RECORDS FOR THIS TASK
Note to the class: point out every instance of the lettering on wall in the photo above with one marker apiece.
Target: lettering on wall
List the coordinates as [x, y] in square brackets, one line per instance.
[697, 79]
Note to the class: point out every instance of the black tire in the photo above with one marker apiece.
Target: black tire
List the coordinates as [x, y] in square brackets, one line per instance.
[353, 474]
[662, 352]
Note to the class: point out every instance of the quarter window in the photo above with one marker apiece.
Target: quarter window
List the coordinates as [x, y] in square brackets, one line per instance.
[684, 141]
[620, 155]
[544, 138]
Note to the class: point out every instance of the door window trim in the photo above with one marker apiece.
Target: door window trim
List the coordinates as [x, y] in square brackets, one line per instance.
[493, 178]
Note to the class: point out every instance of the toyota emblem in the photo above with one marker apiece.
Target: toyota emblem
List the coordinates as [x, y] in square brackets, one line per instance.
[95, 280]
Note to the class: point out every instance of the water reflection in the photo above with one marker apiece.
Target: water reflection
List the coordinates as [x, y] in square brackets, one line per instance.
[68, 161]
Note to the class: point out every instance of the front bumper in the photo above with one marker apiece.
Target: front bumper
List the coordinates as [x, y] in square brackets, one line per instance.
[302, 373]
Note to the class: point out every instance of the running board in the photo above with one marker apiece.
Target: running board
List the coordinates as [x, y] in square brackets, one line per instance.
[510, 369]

TASK TO CARRY OUT
Put the rows into a two-column CSV with the header text,answer and one CSV line per row. Start at the line containing "Note to the class: point out every instance of the quarter" and go through the last row, placing each row's text and its answer in separate quoted fields with line breaks replaced by spaces.

SOLUTION FOR THIS EXERCISE
text,answer
"Note to the class: point out every instance of the quarter window in the photo above with one marker apiece. Target: quarter window List the coordinates as [x, y] in square brackets, one line per instance.","[684, 141] [620, 155] [544, 138]"
"Note to the class: point out every instance of the door window trim in the photo above with one marker apiece. Target: door window trim List the coordinates as [x, y] in square brackets, one line per instance.","[493, 178]"
"Note to the class: point out every instance of the toyota emblem in the photo above with one marker apiece. Target: toyota emblem List the coordinates as [x, y] in square brackets, one line per instance.","[95, 280]"
"Note to the class: point out every instance of the water reflection in the photo above with one marker apiece. Target: water reflection List the coordinates as [x, y] in square brackets, one line per instance.","[68, 161]"
"Note to the class: point out every instance of the front bumper in the photo above with one marker apiece. Target: front bumper List the coordinates as [x, y] in square brackets, one line per instance.","[302, 373]"
"Note to the class: point out every instance of the running board in the photo above with one marker apiece. Target: running board List the coordinates as [x, y] in square brackets, one line per instance.","[510, 369]"